▸ **PROMPT**
Print every line of the listing below verbatim, from start to finish.

▸ **Region annotation listing**
▽
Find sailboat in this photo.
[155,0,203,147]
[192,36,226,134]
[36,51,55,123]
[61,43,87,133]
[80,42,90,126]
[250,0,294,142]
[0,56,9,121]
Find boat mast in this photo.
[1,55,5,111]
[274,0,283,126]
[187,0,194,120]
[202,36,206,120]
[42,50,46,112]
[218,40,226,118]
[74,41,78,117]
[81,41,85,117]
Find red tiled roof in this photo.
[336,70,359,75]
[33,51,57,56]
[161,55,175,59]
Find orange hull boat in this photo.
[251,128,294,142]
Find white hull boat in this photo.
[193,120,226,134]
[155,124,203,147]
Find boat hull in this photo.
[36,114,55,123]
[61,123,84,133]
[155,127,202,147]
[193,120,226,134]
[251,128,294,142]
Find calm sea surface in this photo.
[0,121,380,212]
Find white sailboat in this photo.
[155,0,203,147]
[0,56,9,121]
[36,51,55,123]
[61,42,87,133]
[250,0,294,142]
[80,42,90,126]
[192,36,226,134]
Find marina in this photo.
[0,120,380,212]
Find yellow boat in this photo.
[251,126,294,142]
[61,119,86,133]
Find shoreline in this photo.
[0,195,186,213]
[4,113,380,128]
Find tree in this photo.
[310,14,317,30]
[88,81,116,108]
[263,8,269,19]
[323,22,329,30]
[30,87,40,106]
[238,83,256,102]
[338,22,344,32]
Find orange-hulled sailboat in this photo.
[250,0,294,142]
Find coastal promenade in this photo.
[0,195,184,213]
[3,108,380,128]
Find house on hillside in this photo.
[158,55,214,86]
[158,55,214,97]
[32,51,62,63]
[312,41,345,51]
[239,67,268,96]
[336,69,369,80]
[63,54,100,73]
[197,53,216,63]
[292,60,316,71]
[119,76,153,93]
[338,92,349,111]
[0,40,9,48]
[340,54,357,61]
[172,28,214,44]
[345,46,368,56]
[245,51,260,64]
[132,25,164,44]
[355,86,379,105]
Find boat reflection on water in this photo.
△
▸ **SOLUTION TO THE EXERCISE**
Find sailboat in this photo.
[155,0,203,147]
[192,36,226,134]
[36,51,55,123]
[61,43,87,133]
[80,42,90,126]
[250,0,294,142]
[0,56,9,121]
Find boat mast in this photo.
[1,55,5,111]
[274,0,283,126]
[187,0,194,120]
[202,36,206,120]
[42,50,46,112]
[218,40,226,118]
[74,41,78,117]
[81,41,85,117]
Find red tiled roof in this photo.
[336,70,359,75]
[33,51,57,56]
[161,55,175,59]
Find orange hull boat in this photo.
[251,128,294,142]
Find white hull boat in this photo.
[193,120,226,134]
[155,124,203,147]
Find boat hull in this photo.
[36,114,55,123]
[61,123,84,133]
[155,127,202,147]
[193,120,226,134]
[251,128,294,142]
Find calm sea surface in this photo.
[0,121,380,212]
Find white sailboat in this photo.
[155,0,203,147]
[0,56,9,121]
[36,51,55,123]
[61,42,87,133]
[250,0,294,142]
[80,42,90,126]
[192,36,226,134]
Find marina in this photo.
[0,120,380,212]
Find yellow boat in this photo.
[251,126,294,142]
[61,119,86,133]
Find shoreline in this photo.
[0,195,186,213]
[4,113,380,128]
Find tree in this photo.
[310,14,317,30]
[88,81,116,108]
[263,8,269,19]
[323,22,329,30]
[30,87,40,106]
[238,83,256,102]
[338,22,344,32]
Find orange-hulled sailboat in this photo.
[250,0,294,142]
Find coastal promenade in this photo.
[0,195,184,213]
[3,108,380,128]
Find house on hillside in this photo.
[158,55,214,86]
[158,55,214,97]
[32,51,62,63]
[312,41,345,51]
[239,67,268,96]
[336,69,369,80]
[63,54,100,73]
[197,53,216,63]
[292,60,316,71]
[119,76,153,93]
[338,92,349,111]
[0,40,9,48]
[340,54,357,61]
[172,28,214,44]
[345,46,368,56]
[245,51,260,64]
[132,25,164,44]
[355,86,379,105]
Find boat reflection on water in this photo.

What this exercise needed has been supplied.